[Location identification entries]
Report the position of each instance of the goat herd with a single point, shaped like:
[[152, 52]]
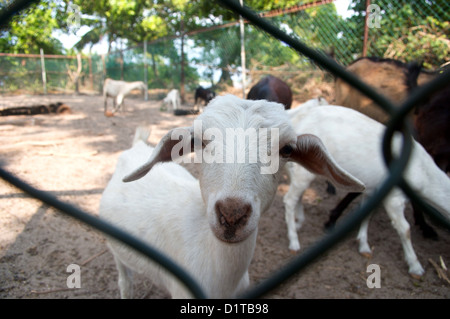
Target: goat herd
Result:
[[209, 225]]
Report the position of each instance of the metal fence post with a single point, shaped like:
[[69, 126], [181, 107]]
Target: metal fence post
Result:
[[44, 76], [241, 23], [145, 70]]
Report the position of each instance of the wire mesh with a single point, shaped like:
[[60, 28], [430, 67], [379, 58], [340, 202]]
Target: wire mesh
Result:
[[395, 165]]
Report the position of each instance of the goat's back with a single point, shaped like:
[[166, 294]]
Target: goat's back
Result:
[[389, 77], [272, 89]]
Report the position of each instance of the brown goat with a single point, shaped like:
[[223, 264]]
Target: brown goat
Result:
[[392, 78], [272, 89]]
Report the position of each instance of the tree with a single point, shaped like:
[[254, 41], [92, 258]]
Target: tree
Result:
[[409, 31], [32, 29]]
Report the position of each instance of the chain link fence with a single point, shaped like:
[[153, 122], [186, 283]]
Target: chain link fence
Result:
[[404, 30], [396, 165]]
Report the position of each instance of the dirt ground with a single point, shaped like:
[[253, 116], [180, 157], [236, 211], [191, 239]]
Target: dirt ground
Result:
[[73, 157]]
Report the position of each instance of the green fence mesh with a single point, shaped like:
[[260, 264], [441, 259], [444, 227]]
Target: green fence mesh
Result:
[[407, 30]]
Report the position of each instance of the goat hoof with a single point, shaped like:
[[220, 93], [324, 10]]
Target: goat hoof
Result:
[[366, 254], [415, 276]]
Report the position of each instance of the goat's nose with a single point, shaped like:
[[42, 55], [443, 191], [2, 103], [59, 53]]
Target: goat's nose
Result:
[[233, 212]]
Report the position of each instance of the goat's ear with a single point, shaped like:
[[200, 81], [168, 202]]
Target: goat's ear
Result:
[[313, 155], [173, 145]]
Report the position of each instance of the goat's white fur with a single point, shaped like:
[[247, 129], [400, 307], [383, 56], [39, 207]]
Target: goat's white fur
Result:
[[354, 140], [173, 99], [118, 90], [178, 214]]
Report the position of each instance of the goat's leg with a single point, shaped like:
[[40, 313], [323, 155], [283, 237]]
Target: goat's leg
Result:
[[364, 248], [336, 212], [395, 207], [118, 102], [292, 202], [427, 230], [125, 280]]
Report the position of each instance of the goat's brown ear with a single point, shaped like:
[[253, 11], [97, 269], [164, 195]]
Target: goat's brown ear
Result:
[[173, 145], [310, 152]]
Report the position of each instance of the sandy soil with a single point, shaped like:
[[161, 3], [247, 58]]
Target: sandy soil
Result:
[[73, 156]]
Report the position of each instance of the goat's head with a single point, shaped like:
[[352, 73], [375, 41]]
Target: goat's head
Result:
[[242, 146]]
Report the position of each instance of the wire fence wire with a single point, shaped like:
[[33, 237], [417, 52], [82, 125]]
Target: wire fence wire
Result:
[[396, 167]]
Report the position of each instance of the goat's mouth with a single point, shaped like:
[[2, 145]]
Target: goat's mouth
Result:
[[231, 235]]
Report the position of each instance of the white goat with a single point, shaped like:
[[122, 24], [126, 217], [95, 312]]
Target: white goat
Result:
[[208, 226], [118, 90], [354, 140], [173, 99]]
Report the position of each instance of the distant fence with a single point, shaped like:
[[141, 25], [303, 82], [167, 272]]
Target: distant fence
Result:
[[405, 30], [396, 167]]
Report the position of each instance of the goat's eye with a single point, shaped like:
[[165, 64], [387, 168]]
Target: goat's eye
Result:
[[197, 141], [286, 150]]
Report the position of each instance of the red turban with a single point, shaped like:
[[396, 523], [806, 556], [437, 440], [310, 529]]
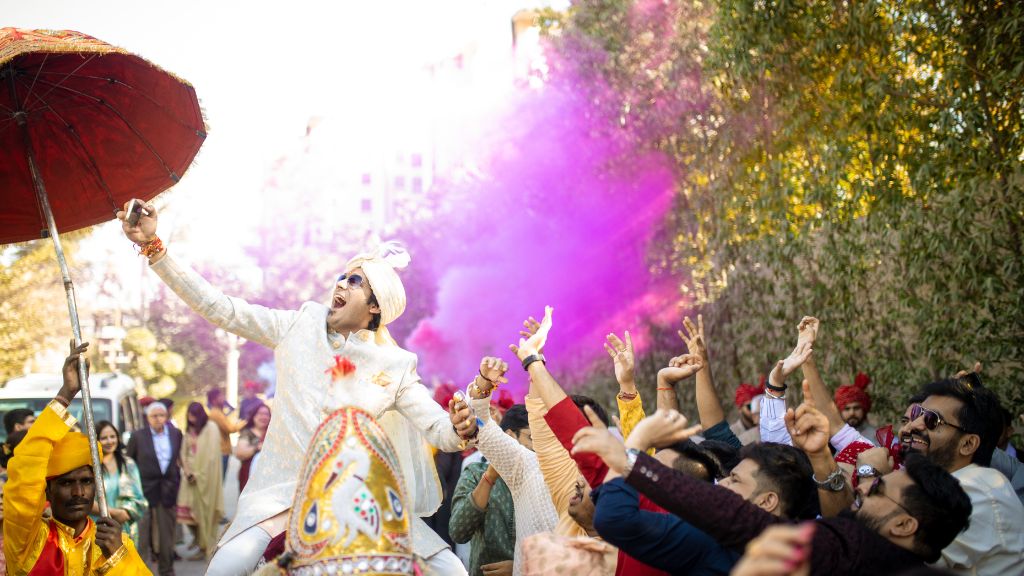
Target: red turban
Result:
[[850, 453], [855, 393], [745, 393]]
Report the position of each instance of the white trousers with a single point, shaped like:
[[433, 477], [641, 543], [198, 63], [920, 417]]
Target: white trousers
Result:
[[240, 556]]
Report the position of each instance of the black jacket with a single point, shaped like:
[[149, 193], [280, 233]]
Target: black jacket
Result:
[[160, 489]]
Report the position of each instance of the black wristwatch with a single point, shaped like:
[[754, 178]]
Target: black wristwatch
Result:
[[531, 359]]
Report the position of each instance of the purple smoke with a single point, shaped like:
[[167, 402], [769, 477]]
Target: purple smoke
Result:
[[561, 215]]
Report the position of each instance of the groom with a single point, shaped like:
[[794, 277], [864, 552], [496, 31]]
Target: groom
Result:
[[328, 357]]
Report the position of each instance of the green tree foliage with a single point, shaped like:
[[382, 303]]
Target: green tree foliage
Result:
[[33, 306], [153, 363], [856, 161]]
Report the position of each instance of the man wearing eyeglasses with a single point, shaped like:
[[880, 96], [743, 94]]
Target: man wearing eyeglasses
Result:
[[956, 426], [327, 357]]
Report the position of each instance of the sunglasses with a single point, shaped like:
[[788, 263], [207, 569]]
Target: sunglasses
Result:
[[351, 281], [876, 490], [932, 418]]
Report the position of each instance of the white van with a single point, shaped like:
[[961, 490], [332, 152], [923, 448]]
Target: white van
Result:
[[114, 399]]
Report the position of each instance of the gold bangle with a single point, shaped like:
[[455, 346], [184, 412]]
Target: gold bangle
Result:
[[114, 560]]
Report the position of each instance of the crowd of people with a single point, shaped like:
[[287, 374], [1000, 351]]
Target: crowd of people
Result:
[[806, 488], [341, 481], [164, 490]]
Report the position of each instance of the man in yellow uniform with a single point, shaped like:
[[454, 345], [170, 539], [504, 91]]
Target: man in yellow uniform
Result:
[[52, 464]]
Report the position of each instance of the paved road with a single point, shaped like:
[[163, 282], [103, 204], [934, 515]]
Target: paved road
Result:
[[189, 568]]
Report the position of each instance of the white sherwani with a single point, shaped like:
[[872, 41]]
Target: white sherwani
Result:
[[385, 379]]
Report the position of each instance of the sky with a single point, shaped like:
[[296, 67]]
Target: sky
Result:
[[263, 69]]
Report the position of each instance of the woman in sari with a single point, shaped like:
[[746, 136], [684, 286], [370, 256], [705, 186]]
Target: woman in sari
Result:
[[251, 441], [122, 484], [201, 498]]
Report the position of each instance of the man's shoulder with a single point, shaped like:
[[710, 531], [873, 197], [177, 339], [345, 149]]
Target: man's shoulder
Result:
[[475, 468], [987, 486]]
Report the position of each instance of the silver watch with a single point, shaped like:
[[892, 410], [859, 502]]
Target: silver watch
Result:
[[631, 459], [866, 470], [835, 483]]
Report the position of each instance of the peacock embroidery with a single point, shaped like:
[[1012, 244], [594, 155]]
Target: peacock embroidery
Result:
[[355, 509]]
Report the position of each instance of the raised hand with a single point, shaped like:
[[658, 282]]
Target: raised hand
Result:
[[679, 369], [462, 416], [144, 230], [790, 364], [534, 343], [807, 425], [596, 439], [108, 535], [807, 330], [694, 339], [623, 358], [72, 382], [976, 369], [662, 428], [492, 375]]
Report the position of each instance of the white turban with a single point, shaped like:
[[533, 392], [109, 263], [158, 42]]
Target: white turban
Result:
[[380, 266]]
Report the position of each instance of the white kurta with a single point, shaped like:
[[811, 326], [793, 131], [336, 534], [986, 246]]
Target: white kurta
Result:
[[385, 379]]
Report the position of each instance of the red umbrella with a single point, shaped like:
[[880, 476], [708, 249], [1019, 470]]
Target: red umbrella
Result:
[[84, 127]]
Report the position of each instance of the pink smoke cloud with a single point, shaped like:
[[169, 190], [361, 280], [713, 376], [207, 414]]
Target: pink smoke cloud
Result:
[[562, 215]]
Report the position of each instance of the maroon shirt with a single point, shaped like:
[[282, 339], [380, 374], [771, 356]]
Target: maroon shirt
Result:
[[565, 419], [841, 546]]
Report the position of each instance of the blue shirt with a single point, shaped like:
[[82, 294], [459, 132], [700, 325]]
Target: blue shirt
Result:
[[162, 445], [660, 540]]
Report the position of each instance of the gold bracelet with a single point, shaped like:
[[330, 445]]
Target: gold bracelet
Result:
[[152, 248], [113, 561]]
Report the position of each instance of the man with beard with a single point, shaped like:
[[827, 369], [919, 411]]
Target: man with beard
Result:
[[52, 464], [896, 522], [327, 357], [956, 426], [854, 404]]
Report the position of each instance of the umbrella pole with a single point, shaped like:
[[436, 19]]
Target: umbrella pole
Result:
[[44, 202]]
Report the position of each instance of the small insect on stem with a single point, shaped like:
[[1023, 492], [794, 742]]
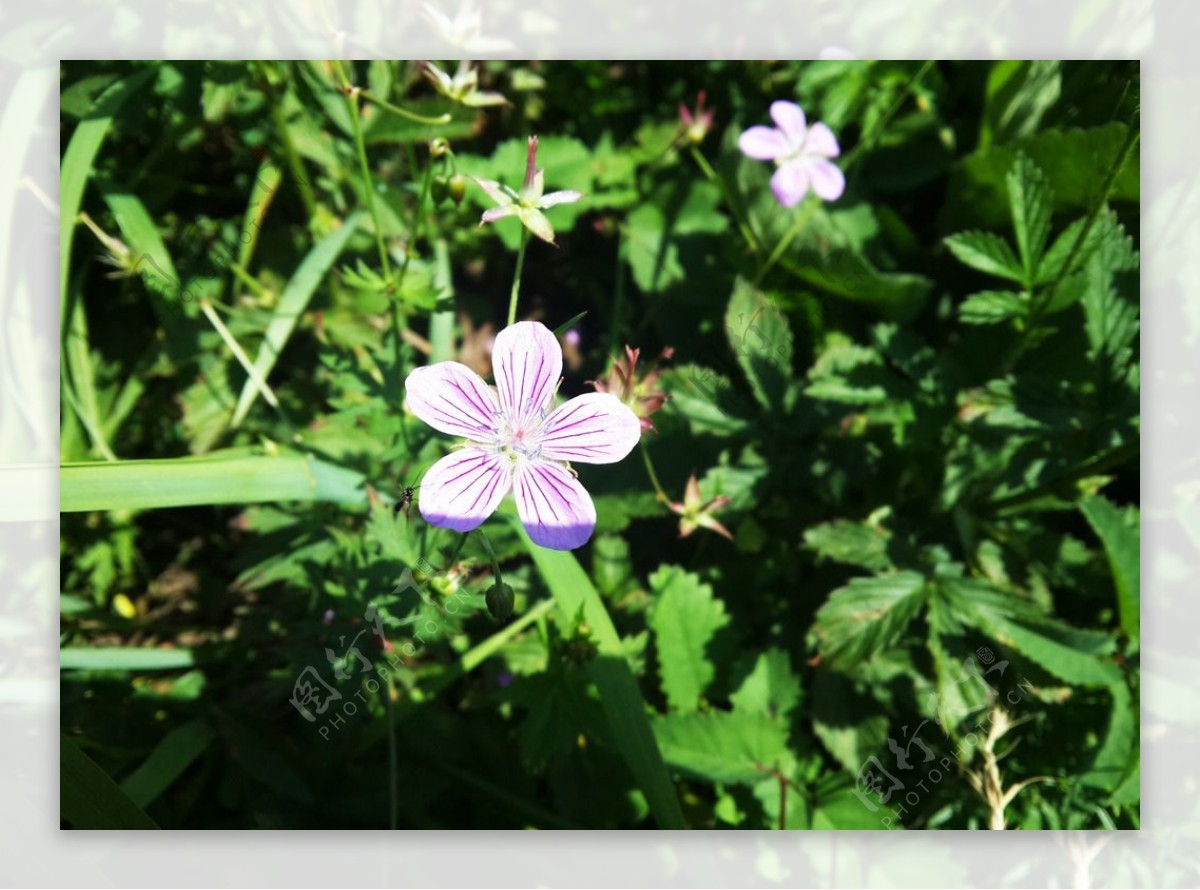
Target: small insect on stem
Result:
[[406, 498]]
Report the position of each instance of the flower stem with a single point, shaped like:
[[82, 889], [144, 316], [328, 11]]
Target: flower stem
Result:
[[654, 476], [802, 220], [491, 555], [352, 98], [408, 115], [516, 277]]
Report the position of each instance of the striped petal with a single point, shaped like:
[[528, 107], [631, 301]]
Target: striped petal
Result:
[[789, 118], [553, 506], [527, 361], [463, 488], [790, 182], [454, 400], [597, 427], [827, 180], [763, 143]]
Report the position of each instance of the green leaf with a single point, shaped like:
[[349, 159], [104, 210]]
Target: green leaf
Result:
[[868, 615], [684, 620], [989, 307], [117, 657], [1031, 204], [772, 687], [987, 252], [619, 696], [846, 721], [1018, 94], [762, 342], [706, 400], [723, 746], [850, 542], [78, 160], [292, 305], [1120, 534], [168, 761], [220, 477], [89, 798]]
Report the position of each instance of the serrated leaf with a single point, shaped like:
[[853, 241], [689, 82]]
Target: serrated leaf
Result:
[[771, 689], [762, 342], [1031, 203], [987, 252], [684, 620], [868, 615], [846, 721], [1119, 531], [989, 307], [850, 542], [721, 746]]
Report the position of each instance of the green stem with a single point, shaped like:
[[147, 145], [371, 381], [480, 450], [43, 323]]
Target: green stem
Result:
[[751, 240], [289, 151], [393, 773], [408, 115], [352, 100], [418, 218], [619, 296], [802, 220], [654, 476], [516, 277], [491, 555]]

_EXERCISE GOAL_
Rewrite the listing from the line with "Report the position of each instance of the green stem" through the end, swapping "green stem" for "plant stalk" and leaving everything else as it is.

_RIGHT ANSWER_
Report the position of each instance of the plant stalk with a single point, shaped like:
[[147, 145], [371, 381], [480, 450], [43, 323]]
Target: plant stalk
Result:
[[751, 240], [289, 151], [393, 773], [408, 115], [352, 100], [418, 218], [619, 296], [802, 220], [654, 476], [516, 277], [491, 555]]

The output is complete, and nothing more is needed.